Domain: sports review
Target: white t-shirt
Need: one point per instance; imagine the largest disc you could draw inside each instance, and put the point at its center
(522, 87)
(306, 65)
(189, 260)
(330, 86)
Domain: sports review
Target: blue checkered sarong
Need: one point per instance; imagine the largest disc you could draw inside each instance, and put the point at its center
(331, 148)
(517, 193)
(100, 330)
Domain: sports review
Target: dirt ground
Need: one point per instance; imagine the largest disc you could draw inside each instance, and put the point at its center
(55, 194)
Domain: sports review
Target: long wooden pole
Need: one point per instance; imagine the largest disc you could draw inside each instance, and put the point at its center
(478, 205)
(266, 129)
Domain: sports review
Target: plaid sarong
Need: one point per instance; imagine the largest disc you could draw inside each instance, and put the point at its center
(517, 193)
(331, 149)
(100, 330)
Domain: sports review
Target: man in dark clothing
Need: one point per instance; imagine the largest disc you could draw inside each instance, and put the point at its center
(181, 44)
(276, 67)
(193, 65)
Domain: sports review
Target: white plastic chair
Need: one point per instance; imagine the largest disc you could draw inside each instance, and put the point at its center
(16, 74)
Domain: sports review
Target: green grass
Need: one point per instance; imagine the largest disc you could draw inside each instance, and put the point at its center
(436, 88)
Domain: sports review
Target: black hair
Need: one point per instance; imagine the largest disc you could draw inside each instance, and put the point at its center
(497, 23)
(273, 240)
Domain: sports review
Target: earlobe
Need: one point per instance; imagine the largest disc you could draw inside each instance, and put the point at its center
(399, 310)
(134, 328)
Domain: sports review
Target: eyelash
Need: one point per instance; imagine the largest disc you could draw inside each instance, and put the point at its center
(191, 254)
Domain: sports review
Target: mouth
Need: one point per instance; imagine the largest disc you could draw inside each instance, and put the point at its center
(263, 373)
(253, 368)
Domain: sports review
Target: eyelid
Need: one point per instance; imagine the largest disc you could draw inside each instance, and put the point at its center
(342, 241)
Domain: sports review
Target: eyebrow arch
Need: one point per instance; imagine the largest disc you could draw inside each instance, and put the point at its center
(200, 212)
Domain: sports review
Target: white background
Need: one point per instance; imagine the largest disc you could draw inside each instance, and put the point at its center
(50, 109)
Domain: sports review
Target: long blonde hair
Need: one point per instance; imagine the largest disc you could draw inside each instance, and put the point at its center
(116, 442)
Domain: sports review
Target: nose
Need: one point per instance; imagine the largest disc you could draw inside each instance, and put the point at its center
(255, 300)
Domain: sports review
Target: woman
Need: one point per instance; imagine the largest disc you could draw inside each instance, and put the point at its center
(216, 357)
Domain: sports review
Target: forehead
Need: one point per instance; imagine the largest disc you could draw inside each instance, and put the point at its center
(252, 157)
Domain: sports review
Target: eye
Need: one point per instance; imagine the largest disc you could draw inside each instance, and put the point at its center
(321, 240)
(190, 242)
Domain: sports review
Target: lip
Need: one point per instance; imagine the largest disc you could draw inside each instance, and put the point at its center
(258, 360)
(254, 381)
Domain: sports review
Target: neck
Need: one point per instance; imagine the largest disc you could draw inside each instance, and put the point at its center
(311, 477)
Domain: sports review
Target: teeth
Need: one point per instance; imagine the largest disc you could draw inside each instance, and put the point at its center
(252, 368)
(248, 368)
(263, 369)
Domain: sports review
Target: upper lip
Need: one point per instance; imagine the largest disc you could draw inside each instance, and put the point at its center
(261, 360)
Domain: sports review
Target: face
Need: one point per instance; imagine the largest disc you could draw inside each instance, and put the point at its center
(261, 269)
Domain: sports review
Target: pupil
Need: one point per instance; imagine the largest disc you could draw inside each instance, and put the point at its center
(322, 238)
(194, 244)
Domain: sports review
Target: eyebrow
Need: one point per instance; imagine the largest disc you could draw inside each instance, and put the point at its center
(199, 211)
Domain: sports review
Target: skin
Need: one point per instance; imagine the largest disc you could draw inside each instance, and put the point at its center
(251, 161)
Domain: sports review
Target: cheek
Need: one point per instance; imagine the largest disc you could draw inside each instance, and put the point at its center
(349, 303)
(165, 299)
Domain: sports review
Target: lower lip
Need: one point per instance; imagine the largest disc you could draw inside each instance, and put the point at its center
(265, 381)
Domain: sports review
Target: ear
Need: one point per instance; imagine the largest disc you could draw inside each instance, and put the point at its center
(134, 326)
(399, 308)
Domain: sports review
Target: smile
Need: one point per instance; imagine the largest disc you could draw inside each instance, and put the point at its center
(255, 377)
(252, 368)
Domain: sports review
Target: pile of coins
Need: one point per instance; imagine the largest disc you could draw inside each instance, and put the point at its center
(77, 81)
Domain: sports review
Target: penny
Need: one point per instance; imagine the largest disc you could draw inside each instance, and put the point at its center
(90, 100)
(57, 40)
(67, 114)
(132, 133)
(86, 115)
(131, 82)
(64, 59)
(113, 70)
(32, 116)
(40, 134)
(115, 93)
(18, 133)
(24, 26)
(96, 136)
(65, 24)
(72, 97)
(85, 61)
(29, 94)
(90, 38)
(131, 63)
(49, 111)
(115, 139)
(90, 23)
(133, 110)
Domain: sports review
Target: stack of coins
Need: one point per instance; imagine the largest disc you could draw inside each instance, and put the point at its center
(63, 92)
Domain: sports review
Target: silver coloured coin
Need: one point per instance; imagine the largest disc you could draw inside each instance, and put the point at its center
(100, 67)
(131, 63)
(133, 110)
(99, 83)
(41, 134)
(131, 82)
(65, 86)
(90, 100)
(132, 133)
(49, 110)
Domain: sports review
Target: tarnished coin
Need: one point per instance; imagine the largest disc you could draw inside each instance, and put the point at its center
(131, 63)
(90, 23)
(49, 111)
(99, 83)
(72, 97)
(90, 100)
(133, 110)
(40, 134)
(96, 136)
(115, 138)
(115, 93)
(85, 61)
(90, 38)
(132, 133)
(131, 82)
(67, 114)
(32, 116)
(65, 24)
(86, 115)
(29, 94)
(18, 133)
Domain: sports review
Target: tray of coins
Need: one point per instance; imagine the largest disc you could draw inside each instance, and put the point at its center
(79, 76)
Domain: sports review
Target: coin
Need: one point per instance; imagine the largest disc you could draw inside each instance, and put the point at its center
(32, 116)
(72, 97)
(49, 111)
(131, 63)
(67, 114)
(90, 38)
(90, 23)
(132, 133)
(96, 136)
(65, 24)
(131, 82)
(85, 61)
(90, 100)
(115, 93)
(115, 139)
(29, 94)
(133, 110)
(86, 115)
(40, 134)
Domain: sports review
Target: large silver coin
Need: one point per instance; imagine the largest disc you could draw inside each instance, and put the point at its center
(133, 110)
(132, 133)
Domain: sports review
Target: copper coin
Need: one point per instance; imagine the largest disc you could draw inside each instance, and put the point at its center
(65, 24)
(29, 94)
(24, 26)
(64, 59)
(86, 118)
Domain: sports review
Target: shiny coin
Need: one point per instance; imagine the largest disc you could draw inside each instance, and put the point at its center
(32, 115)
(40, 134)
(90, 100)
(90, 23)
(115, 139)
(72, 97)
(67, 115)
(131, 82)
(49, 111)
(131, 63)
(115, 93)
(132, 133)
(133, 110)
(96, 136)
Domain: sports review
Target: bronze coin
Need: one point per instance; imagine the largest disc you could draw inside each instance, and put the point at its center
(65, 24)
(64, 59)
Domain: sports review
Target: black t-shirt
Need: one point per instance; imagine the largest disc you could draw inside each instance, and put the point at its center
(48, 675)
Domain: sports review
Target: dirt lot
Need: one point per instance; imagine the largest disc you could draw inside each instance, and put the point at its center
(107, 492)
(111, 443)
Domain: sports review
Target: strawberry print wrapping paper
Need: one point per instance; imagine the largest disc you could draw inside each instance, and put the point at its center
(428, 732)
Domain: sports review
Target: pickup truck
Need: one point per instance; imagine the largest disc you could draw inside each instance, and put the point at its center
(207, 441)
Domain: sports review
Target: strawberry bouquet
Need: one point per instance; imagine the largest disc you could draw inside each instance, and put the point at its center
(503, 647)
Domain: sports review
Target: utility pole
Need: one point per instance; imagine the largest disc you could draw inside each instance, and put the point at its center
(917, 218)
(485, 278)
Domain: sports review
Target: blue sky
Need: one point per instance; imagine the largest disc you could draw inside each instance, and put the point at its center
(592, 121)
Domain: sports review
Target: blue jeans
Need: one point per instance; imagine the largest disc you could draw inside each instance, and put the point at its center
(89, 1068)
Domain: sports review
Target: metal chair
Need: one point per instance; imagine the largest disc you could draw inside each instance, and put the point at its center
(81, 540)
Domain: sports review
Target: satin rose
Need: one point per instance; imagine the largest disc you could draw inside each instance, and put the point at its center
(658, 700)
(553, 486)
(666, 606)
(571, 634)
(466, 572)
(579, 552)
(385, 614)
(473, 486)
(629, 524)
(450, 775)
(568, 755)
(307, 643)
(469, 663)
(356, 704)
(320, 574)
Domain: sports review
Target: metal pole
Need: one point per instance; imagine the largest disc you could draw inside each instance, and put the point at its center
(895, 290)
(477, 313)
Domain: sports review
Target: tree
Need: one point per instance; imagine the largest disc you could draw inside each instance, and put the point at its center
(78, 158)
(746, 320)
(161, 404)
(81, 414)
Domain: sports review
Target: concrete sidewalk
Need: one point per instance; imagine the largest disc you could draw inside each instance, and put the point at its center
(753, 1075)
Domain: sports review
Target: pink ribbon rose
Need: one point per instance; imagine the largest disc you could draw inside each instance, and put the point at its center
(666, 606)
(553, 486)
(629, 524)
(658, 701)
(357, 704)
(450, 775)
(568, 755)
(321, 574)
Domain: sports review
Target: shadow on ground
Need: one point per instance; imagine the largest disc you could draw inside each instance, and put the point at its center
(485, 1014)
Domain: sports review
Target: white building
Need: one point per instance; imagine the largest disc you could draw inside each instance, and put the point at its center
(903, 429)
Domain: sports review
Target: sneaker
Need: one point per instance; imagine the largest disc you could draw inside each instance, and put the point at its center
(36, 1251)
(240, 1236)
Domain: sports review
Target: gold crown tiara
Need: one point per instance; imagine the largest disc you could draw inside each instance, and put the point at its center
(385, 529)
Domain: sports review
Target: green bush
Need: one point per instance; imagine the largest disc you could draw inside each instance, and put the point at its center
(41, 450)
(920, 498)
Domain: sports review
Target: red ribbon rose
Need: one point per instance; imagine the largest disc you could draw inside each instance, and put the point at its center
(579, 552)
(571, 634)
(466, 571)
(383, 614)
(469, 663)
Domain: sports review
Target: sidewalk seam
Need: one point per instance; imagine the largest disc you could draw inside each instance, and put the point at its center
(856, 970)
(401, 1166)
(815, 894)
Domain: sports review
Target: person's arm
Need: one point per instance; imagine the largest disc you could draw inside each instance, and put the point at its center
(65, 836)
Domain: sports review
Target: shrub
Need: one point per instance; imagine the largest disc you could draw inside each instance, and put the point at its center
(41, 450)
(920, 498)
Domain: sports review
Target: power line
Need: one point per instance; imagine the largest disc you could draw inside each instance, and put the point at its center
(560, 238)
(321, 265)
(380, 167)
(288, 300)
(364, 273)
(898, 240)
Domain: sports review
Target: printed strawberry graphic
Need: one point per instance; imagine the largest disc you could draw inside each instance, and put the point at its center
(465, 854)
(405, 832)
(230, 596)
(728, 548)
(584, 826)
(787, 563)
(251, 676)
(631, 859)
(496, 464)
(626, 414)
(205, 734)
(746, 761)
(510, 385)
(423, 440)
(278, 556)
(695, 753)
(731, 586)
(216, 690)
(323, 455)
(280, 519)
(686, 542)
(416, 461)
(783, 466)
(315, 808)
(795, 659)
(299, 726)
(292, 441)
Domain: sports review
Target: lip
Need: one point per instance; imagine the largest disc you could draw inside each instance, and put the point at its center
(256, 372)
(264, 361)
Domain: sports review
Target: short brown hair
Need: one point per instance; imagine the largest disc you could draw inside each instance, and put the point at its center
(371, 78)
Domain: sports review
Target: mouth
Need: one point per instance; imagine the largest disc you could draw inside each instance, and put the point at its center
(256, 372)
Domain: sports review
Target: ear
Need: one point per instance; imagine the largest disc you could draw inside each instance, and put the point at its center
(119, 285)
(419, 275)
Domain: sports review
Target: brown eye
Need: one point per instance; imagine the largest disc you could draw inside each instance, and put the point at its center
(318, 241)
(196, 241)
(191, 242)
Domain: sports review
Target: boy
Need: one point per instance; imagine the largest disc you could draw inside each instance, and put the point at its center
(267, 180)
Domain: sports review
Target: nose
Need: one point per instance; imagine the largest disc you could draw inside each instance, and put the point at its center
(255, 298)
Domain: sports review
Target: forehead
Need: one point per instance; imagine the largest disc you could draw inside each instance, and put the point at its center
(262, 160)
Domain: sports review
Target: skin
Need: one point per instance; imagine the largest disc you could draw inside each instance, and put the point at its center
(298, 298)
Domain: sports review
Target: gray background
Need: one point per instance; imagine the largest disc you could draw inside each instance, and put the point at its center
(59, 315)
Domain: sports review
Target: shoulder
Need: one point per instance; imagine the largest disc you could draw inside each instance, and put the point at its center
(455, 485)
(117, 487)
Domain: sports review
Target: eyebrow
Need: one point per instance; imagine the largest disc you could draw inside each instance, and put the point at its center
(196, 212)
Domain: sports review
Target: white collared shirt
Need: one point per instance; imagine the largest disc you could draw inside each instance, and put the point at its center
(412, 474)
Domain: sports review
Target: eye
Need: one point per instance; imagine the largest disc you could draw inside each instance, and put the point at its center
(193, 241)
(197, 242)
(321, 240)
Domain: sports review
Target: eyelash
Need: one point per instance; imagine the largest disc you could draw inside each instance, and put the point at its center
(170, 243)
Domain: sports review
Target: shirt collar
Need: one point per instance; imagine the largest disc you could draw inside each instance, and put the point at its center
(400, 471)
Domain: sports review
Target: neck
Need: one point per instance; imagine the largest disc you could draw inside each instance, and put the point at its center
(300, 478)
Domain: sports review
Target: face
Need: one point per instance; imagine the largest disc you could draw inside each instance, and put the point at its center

*Exercise description*:
How many lines of the material above contain the word "strawberry"? Reply with the number alone.

*Written solution*:
3